(Dataset excerpt)

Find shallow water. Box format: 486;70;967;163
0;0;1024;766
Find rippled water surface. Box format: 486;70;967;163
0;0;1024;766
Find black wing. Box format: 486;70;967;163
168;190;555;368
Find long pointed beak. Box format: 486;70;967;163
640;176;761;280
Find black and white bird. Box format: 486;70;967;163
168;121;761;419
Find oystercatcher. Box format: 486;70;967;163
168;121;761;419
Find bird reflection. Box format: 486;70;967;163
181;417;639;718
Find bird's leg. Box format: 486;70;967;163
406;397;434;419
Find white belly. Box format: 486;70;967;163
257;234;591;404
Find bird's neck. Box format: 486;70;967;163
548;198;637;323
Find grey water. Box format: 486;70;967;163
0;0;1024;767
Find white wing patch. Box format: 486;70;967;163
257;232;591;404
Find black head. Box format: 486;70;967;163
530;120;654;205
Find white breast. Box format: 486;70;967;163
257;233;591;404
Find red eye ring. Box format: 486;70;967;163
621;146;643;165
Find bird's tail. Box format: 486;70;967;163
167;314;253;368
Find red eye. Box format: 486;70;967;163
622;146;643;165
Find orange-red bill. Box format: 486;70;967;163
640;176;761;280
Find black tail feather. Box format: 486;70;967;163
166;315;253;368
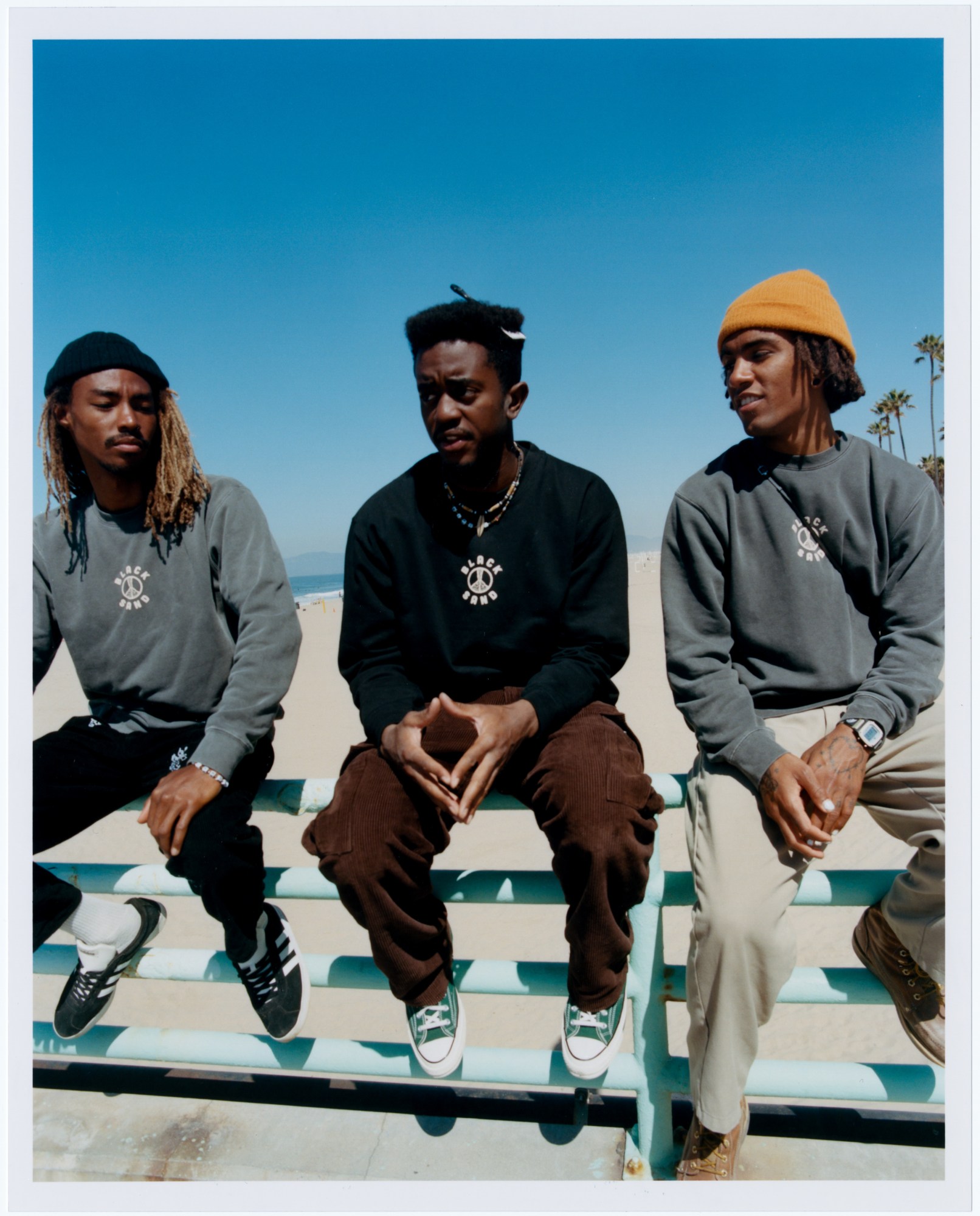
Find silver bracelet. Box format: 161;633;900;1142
191;760;229;789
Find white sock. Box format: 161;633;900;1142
238;910;269;968
62;894;140;970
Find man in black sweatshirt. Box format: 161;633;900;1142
661;270;946;1181
304;288;663;1077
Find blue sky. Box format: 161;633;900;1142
34;39;944;556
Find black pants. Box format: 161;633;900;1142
34;717;272;962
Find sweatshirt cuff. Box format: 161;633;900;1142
727;726;787;788
361;693;428;748
844;688;897;734
187;727;252;781
518;688;571;738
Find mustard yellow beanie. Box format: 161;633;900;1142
719;270;857;361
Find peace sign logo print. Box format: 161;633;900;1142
460;557;503;607
116;565;150;612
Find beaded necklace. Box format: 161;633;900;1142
443;447;524;536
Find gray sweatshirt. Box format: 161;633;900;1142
660;432;944;784
34;477;300;777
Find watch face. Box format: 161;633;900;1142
855;720;885;748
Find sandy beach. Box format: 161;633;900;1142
34;554;939;1080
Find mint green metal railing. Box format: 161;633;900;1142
34;773;944;1178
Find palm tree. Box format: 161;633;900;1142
875;388;916;460
868;401;895;451
919;456;946;496
912;333;946;484
868;415;894;451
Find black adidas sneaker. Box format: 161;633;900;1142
53;895;167;1038
235;903;310;1043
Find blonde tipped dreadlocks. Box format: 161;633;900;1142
38;384;210;540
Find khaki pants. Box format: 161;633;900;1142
687;699;946;1132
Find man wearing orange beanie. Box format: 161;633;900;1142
661;270;946;1181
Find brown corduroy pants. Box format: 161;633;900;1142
303;688;664;1013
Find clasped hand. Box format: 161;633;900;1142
759;722;868;858
139;765;221;857
381;693;537;823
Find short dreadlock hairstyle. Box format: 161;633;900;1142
793;333;864;413
721;333;864;413
38;384;210;541
405;299;524;390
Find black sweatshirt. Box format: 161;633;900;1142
660;432;942;784
339;444;630;743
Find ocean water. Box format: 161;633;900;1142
289;574;344;604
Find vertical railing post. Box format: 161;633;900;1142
623;832;675;1178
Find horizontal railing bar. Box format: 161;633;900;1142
34;1021;945;1104
34;944;891;1004
744;1060;946;1104
47;862;901;907
47;862;564;903
650;1055;946;1104
34;945;576;996
120;772;687;815
34;1021;643;1092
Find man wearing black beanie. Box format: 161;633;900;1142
304;288;663;1079
34;333;309;1042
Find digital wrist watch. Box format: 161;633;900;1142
841;717;885;753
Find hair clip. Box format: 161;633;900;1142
449;283;528;342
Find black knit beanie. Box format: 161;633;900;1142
44;331;169;396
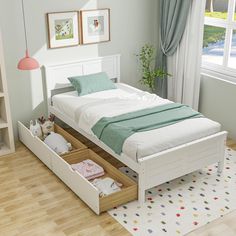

**AIM:**
Rename every "Box format" in the data to "Coordinates" and give the data again with nothing else altered. Leave the pictures out.

**RESULT OF THE TASK:**
Find shallow water. Coordinates: 486;70;967;163
0;0;1024;766
Find rippled water surface. Coordinates: 486;70;967;163
0;0;1024;766
Find black wing. Coordinates: 486;70;967;163
168;190;555;368
Find long pointed beak. Coordinates: 486;70;967;163
640;176;761;280
Find black and white bird. Coordinates: 486;70;967;163
168;121;761;419
Find oystercatcher. Coordinates: 486;70;967;163
168;121;761;419
Find bird reflection. Coordinates: 486;70;967;163
181;417;639;718
Find bird's leg. Coordinates: 486;70;967;163
406;397;434;419
Find white belly. Coordinates: 486;70;967;163
257;234;591;404
Find bird's neck. Coordinates: 486;70;967;163
548;198;637;323
Find grey water. Coordinates: 486;70;967;163
0;0;1024;767
Find white wing patch. Coordinates: 486;70;967;163
257;232;591;404
Find black head. Coordinates: 486;70;967;163
530;120;654;205
Find white breast. Coordinates: 486;70;967;163
257;233;591;404
Find red eye ring. Coordinates: 486;70;967;163
621;146;643;165
Find bird's tail. Coordinates: 486;70;967;163
167;314;253;368
Find red eye. Coordinates: 486;70;967;163
622;146;643;165
Find orange-red bill. Coordinates: 486;70;967;163
640;176;761;280
Find black tail feather. Coordinates: 486;70;967;163
166;315;253;368
Find silver bracelet. Coordinates: 161;633;900;1142
191;760;229;789
Find white sock. Coordinates: 161;633;900;1142
238;910;269;968
62;894;140;970
Find man in black sweatshirt. Coordinates: 161;633;900;1142
661;270;946;1181
304;288;663;1077
Find blue sky. Coordinates: 161;633;900;1142
34;39;944;556
Find black pants. Coordinates: 161;633;900;1142
34;717;272;962
Find sweatshirt cuff. Coordinates: 161;633;900;1142
727;726;787;788
361;693;428;748
844;688;897;734
187;727;252;781
518;688;571;738
Find mustard yellow beanie. Coordinates: 161;633;900;1142
719;270;857;361
Find peace sign logo print. Coordinates: 161;633;900;1142
460;557;503;607
116;565;150;612
Find beaded necklace. Coordinates: 161;633;900;1142
443;447;524;536
Find gray sweatshirt. Coordinates: 161;633;900;1142
660;432;944;784
34;477;300;777
Find watch face. Coordinates: 161;633;900;1142
855;720;885;748
Find sandy beach. Coordinates: 161;633;900;1142
34;554;939;1080
Find mint green metal railing. Coordinates: 161;633;900;1142
34;773;944;1178
Find palm tree. Coordinates: 161;633;900;1142
875;388;916;460
868;401;895;451
919;456;946;496
912;333;946;484
868;415;894;451
Find black adidas sneaker. Coordinates: 161;633;900;1142
53;895;167;1038
235;903;310;1043
Find blonde tipped dreadlocks. Coordinates: 161;633;900;1142
38;384;210;540
Find khaki pants. Coordinates: 161;633;900;1142
687;699;946;1132
Find man wearing orange beanie. Coordinates: 161;633;900;1142
661;270;946;1181
Find brown corduroy pants. Coordinates: 161;633;900;1142
303;688;664;1013
Find clasped hand. Coordinates: 161;633;900;1142
759;722;868;858
139;765;221;857
381;693;537;823
Find short dreadlock hairstyle. Coordinates: 161;633;900;1142
793;333;864;413
721;333;864;413
38;384;210;541
405;299;524;390
Find black sweatshirt. Coordinates: 161;633;900;1142
660;432;942;784
339;444;630;743
Find ocean water. Coordinates: 161;633;900;1142
289;574;344;604
Find vertical railing post. Coordinates: 161;633;900;1142
623;832;675;1178
Find horizontal railing bar. Coordinates: 161;633;900;1142
34;1021;945;1104
34;944;891;1004
744;1060;946;1104
47;862;901;907
47;862;564;903
650;1055;946;1104
34;945;576;996
120;772;687;815
34;1021;643;1092
Find man wearing black beanie. Coordinates: 161;633;900;1142
304;288;663;1079
34;333;309;1042
Find digital wrist watch. Coordinates: 161;633;900;1142
841;717;885;753
Find hair clip. Coordinates: 161;633;900;1142
449;283;528;342
Find black knit beanie. Coordinates: 161;633;900;1142
44;331;169;396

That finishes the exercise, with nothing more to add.